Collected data
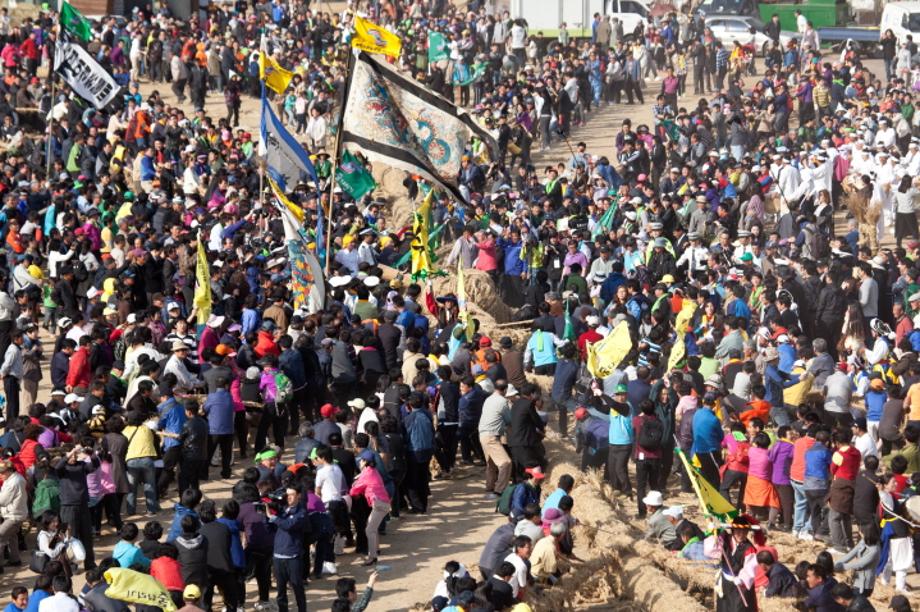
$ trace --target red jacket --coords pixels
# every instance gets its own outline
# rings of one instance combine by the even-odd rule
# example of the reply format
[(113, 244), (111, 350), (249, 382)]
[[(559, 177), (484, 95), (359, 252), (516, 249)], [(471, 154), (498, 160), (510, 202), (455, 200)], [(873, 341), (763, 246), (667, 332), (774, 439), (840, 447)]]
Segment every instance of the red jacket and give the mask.
[(167, 591), (181, 591), (185, 588), (182, 580), (182, 566), (176, 559), (157, 557), (150, 562), (150, 575), (156, 578)]
[(29, 469), (35, 462), (38, 461), (38, 453), (36, 449), (39, 447), (39, 443), (35, 440), (23, 440), (22, 446), (19, 448), (19, 460), (22, 464)]
[(259, 339), (256, 341), (256, 345), (252, 350), (255, 351), (256, 355), (260, 358), (266, 355), (274, 355), (275, 357), (281, 355), (281, 349), (278, 348), (278, 344), (275, 343), (274, 336), (264, 330), (259, 330)]
[(92, 374), (89, 369), (89, 350), (81, 346), (70, 356), (67, 368), (67, 385), (70, 387), (89, 388)]

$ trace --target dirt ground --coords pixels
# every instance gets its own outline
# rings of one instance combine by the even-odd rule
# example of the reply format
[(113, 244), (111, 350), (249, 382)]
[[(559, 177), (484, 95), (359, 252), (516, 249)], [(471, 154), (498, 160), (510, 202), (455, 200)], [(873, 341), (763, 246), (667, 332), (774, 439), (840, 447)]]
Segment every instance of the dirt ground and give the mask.
[[(656, 82), (648, 82), (644, 105), (609, 106), (593, 113), (587, 125), (574, 130), (572, 144), (583, 140), (590, 153), (615, 159), (614, 135), (621, 121), (629, 117), (634, 125), (650, 124), (650, 97), (657, 87)], [(168, 100), (174, 101), (168, 87), (160, 84), (158, 88), (166, 92)], [(144, 94), (153, 89), (155, 87), (149, 83), (142, 84)], [(686, 96), (681, 103), (690, 106), (695, 100), (693, 96)], [(206, 108), (211, 116), (225, 113), (220, 93), (208, 96)], [(186, 110), (190, 112), (191, 108), (187, 105)], [(253, 134), (258, 133), (258, 100), (244, 99), (241, 123)], [(556, 142), (550, 151), (538, 154), (534, 163), (539, 168), (568, 158), (566, 144)], [(381, 195), (392, 202), (394, 221), (404, 222), (411, 214), (411, 205), (402, 197), (402, 173), (383, 168), (376, 168), (375, 173), (388, 188), (388, 192)], [(484, 331), (505, 335), (507, 332), (493, 327), (496, 322), (507, 320), (507, 313), (501, 311), (503, 305), (495, 301), (494, 295), (488, 295), (487, 280), (468, 282), (470, 298), (471, 301), (483, 302), (475, 307), (476, 310), (483, 315), (492, 315), (483, 317)], [(451, 281), (445, 279), (439, 281), (439, 285), (452, 289)], [(478, 295), (480, 291), (483, 292), (482, 297)], [(49, 357), (50, 350), (51, 347), (47, 347)], [(545, 388), (551, 381), (544, 378), (541, 377), (538, 382)], [(42, 389), (39, 400), (46, 400), (49, 391), (47, 387)], [(689, 611), (712, 607), (712, 569), (677, 561), (660, 547), (638, 541), (644, 525), (633, 519), (634, 502), (614, 496), (597, 474), (579, 473), (578, 458), (572, 447), (555, 434), (548, 438), (547, 447), (552, 461), (551, 475), (544, 487), (547, 493), (562, 473), (577, 475), (574, 514), (582, 526), (576, 531), (576, 554), (585, 562), (557, 587), (535, 598), (536, 609)], [(289, 454), (286, 458), (289, 459)], [(247, 466), (245, 461), (235, 461), (233, 479), (207, 482), (203, 486), (205, 494), (218, 502), (228, 499), (230, 487)], [(164, 510), (157, 519), (164, 525), (171, 521), (175, 501), (175, 495), (168, 501), (161, 501)], [(697, 504), (690, 495), (671, 497), (668, 503), (684, 504), (691, 517), (696, 513)], [(387, 535), (381, 538), (381, 576), (371, 609), (396, 611), (413, 609), (416, 604), (423, 605), (430, 599), (444, 564), (455, 559), (467, 567), (475, 566), (486, 539), (504, 520), (503, 516), (494, 512), (494, 502), (484, 496), (482, 468), (460, 468), (453, 479), (433, 482), (430, 512), (391, 521), (387, 526)], [(137, 522), (142, 527), (146, 520), (140, 518)], [(97, 559), (109, 553), (116, 541), (111, 528), (106, 528), (103, 533), (103, 537), (95, 543)], [(785, 534), (777, 534), (771, 537), (771, 541), (778, 546), (781, 560), (790, 566), (801, 559), (813, 559), (822, 548), (820, 544), (797, 542)], [(30, 533), (28, 542), (29, 549), (34, 549), (34, 531)], [(27, 560), (27, 557), (24, 558)], [(360, 585), (366, 581), (369, 572), (356, 562), (360, 561), (355, 555), (341, 557), (339, 575), (354, 577)], [(0, 576), (0, 593), (9, 593), (15, 585), (31, 585), (33, 578), (34, 575), (27, 569), (19, 572), (8, 570)], [(920, 586), (917, 575), (912, 575), (910, 582)], [(307, 601), (311, 609), (329, 608), (334, 598), (334, 583), (334, 578), (310, 583)], [(82, 575), (77, 576), (75, 589), (82, 584)], [(247, 591), (246, 606), (250, 607), (255, 603), (255, 585), (250, 583)], [(879, 586), (873, 602), (879, 609), (884, 609), (887, 606), (882, 604), (887, 604), (891, 594), (889, 589)], [(770, 602), (764, 609), (787, 610), (790, 606), (789, 602)]]

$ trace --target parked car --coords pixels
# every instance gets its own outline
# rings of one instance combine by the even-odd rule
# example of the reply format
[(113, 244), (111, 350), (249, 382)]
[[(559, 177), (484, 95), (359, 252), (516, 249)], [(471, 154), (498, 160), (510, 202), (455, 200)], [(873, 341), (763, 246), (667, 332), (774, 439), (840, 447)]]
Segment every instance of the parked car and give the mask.
[[(761, 56), (766, 56), (770, 48), (770, 37), (763, 33), (762, 28), (757, 28), (756, 22), (751, 17), (744, 15), (706, 17), (706, 27), (725, 45), (732, 45), (736, 41), (742, 45), (753, 45)], [(781, 32), (779, 43), (785, 47), (790, 40), (795, 38), (796, 36), (792, 33)]]

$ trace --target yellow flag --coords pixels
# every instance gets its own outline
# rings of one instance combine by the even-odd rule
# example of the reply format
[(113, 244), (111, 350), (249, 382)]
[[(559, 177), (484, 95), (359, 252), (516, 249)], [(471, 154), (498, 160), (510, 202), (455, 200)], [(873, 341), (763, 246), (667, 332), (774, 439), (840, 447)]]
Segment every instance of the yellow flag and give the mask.
[(271, 176), (267, 176), (266, 178), (268, 178), (268, 186), (272, 188), (272, 193), (275, 194), (275, 198), (278, 200), (278, 202), (287, 208), (291, 214), (294, 215), (294, 218), (297, 219), (301, 225), (303, 225), (303, 209), (300, 206), (297, 206), (297, 204), (291, 202), (291, 200), (286, 195), (284, 195), (284, 192), (281, 191), (280, 187), (278, 187), (278, 183), (273, 181)]
[(674, 346), (671, 347), (671, 355), (668, 357), (668, 372), (677, 368), (678, 364), (687, 356), (687, 345), (684, 343), (684, 333), (677, 332), (677, 339), (674, 340)]
[(208, 317), (211, 316), (211, 269), (200, 233), (198, 234), (198, 261), (195, 265), (195, 297), (193, 301), (195, 308), (198, 309), (198, 324), (204, 325)]
[(106, 570), (103, 576), (109, 584), (105, 590), (106, 597), (160, 608), (163, 612), (175, 612), (176, 605), (169, 591), (153, 576), (122, 567)]
[(390, 57), (399, 57), (402, 41), (396, 34), (384, 30), (372, 21), (355, 15), (355, 35), (351, 46), (368, 53), (382, 53)]
[(458, 319), (463, 324), (466, 333), (466, 340), (469, 342), (473, 339), (476, 330), (473, 329), (473, 320), (470, 318), (470, 311), (466, 307), (466, 280), (463, 278), (463, 266), (457, 262), (457, 307), (460, 312)]
[(588, 371), (595, 378), (607, 378), (632, 350), (629, 324), (620, 323), (600, 342), (588, 344)]
[(431, 273), (431, 258), (428, 248), (428, 219), (431, 217), (431, 200), (434, 189), (428, 192), (419, 204), (412, 220), (412, 243), (409, 245), (412, 255), (412, 277), (427, 277)]
[(259, 51), (259, 78), (275, 93), (284, 93), (291, 84), (294, 73), (282, 68), (281, 64), (263, 50)]
[(696, 491), (696, 497), (700, 500), (700, 512), (723, 521), (738, 514), (738, 509), (731, 505), (731, 502), (725, 499), (718, 489), (709, 484), (709, 481), (700, 475), (696, 467), (690, 465), (687, 455), (684, 454), (684, 451), (679, 446), (674, 449), (674, 452), (680, 457), (681, 463), (684, 464), (684, 470), (690, 476), (693, 490)]

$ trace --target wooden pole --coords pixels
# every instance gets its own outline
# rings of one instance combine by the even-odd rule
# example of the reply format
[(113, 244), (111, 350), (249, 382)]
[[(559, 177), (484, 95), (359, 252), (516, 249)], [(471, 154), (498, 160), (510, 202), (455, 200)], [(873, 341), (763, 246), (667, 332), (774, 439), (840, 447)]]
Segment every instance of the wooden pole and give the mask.
[[(345, 125), (345, 106), (348, 104), (348, 89), (351, 86), (351, 71), (354, 67), (355, 54), (348, 49), (348, 62), (345, 65), (345, 87), (342, 90), (342, 103), (339, 105), (339, 121), (335, 131), (335, 145), (332, 149), (332, 177), (329, 181), (329, 210), (326, 212), (326, 276), (332, 273), (332, 215), (335, 211), (335, 174), (339, 167), (339, 149), (342, 147), (342, 128)], [(322, 204), (323, 199), (319, 199)]]

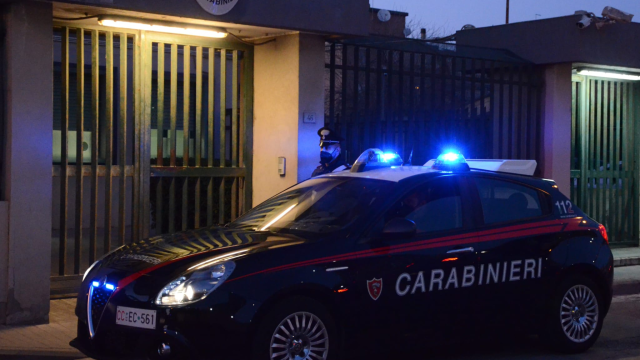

### Required action
The answer must be every line from the records above that contains the word "target", copied in full.

### Exercise response
$ trace --target red jacket --coords pixels
$ trace --target dirt ground --coords pixels
$ trace --target parked car --coords pixels
$ trace --target yellow flag --coords pixels
$ trace --target wooden pole --coords pixels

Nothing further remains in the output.